(WHAT THE TASK REQUIRES):
Which lines of the listing hold the string "sneaker"? Copy those lines.

(PROVIDED INFORMATION):
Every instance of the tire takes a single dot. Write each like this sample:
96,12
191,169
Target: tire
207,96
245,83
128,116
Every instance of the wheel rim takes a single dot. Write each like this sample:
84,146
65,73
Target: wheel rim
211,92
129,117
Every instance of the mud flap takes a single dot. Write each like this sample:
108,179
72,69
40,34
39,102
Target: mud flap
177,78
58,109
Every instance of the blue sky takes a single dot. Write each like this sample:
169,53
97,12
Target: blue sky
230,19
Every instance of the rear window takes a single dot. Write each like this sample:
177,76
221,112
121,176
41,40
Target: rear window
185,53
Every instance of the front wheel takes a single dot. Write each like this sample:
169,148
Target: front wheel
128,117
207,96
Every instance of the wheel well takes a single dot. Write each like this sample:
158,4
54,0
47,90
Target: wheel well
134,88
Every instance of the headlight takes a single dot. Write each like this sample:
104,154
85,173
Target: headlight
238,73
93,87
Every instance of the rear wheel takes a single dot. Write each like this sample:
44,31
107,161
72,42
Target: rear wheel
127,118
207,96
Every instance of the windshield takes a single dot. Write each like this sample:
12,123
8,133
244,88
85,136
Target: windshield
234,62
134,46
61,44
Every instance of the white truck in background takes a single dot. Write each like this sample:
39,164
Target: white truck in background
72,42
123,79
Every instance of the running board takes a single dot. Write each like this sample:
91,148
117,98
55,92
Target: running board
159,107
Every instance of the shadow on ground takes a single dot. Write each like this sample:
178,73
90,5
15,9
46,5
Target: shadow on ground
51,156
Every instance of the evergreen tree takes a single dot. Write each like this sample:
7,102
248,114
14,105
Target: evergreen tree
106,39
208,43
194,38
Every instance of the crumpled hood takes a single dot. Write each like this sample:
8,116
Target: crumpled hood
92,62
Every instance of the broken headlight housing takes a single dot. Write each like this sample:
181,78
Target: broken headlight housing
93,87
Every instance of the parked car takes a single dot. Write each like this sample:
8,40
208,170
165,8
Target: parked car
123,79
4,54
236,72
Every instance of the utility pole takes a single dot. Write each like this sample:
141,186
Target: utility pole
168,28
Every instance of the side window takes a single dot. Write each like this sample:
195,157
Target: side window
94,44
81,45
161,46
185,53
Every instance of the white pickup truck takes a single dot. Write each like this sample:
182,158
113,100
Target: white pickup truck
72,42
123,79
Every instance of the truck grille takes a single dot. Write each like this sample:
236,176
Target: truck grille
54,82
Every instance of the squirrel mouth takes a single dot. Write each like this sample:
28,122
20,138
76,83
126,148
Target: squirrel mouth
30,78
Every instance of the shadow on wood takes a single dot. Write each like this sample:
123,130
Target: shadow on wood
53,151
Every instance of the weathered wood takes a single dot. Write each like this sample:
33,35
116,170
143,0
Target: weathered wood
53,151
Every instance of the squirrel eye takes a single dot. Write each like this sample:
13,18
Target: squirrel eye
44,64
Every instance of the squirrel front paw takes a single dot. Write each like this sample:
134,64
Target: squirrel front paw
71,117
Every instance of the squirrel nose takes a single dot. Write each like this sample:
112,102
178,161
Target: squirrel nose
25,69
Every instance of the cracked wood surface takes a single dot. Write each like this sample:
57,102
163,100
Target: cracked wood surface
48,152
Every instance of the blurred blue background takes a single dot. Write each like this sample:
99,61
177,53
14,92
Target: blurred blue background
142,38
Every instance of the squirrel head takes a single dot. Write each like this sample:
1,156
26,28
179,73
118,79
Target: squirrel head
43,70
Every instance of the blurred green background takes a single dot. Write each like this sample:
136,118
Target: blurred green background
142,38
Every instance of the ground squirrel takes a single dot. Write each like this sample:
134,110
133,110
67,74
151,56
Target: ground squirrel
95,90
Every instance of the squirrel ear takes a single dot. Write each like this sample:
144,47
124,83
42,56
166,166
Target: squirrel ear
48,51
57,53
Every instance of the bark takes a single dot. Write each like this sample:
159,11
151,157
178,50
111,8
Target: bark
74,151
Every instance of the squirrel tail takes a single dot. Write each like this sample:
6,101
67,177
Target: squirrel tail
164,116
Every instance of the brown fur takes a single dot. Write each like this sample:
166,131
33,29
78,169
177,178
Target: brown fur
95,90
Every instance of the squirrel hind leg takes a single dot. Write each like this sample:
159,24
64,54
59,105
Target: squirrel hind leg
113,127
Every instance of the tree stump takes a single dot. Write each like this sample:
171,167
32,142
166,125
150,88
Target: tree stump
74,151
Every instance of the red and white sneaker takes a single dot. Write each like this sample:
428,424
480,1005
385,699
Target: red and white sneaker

(ANSWER FOR THIS EXERCISE):
Every instance of the red and white sneaker takes a single dot. Write each like this sample:
Target: red and white sneaker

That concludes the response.